→ **Exercise**
Give the entries again exactly as they appear, but without the images.

→ **Task data**
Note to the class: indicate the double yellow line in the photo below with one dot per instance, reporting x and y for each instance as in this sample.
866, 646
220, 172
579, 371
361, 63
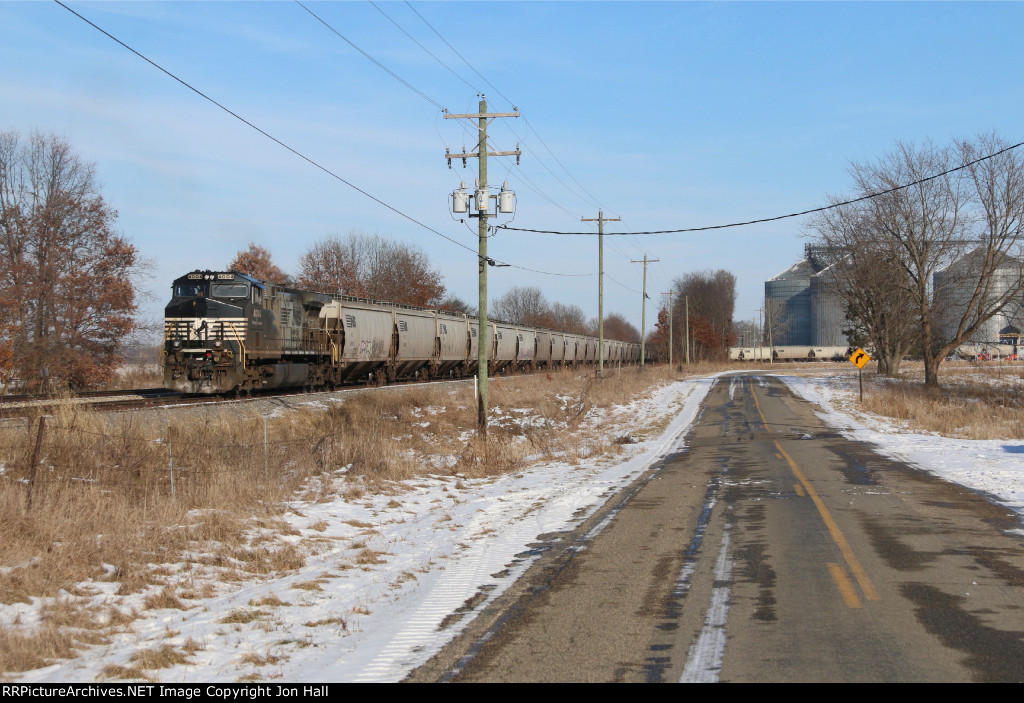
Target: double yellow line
846, 589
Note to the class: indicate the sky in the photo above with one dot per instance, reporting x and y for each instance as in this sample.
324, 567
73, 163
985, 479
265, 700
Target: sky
460, 539
667, 115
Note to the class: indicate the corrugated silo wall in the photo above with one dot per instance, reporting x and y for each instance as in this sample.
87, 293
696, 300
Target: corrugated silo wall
827, 313
951, 302
792, 325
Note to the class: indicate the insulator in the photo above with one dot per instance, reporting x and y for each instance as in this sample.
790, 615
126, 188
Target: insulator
506, 200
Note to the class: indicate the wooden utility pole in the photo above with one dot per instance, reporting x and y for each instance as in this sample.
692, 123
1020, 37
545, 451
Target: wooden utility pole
687, 331
601, 219
482, 212
671, 294
643, 307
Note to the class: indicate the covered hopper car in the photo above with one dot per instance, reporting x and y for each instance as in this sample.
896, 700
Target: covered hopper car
227, 332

→ **Expected answer**
Note to the class: indicate the double yellow line in the photo below with one dot per instance, reporting x and y for each instance as in this sample.
866, 646
220, 172
579, 371
361, 63
Target: double yellow line
846, 589
Note to the class: indicate the sky in the photo above with one dot per instance, reporting x and y for each instance as in this sample.
324, 567
73, 163
985, 479
265, 700
Target: sky
460, 539
667, 115
Note to the class: indicate the corrugated silo wall in the photo above with one dot per instance, reporting x and y for each instance as in this sample.
87, 293
696, 300
Target: corrugated silo wall
827, 313
951, 302
792, 325
Note to the class: indicate the insulator in the photo above with one dot per instance, reporting x and y for each instance as in this sample.
790, 615
126, 188
Target: insulator
506, 200
Note to the class: indicate the wooden utility pole in the photo above with one dot per instance, reporting x and y for each instance as in this sample.
692, 123
1020, 37
545, 451
Target: wooden utility pole
687, 331
601, 219
482, 212
671, 294
643, 307
Note to the class: indicate the covered hopper car in the photo above with one dot per instance, reporting x and y for each instance as in this sample.
896, 700
Target: covered hopper car
227, 332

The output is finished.